### Written exercise
Update everything from the line containing "the man's finger" down to the last of the lines by changing "Target" to "Label", with nothing else altered. Return only those lines.

### Data shown
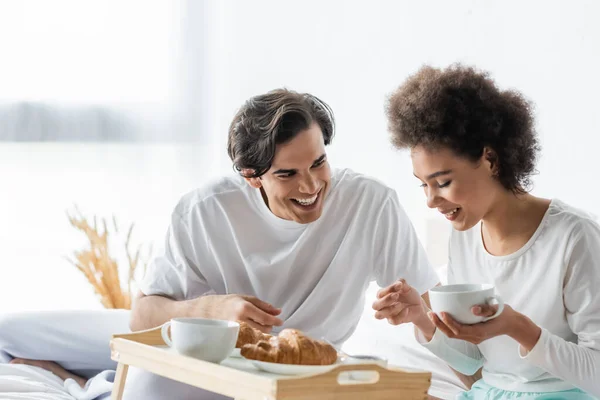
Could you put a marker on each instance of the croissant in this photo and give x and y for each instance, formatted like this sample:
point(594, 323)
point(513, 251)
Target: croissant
point(249, 335)
point(291, 347)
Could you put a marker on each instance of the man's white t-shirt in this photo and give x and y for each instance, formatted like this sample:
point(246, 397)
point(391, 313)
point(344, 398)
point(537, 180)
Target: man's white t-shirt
point(554, 279)
point(223, 239)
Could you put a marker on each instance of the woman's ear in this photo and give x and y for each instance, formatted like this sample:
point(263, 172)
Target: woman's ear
point(490, 158)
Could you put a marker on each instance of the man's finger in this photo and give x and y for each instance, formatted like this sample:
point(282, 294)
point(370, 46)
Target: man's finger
point(395, 287)
point(256, 325)
point(263, 305)
point(386, 301)
point(257, 315)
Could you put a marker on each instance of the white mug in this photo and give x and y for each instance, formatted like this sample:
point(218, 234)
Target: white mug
point(457, 300)
point(206, 339)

### Written solution
Could you put a marker on each instance of the man's finger in this photo and give x and y for each instance, formatted like this sample:
point(282, 294)
point(370, 46)
Label: man's finger
point(395, 287)
point(256, 325)
point(263, 305)
point(386, 301)
point(257, 315)
Could you put a marker on each instance of the white mug in this photo and give x and y for each instance, formatted like this sample:
point(218, 234)
Label: white mug
point(457, 300)
point(206, 339)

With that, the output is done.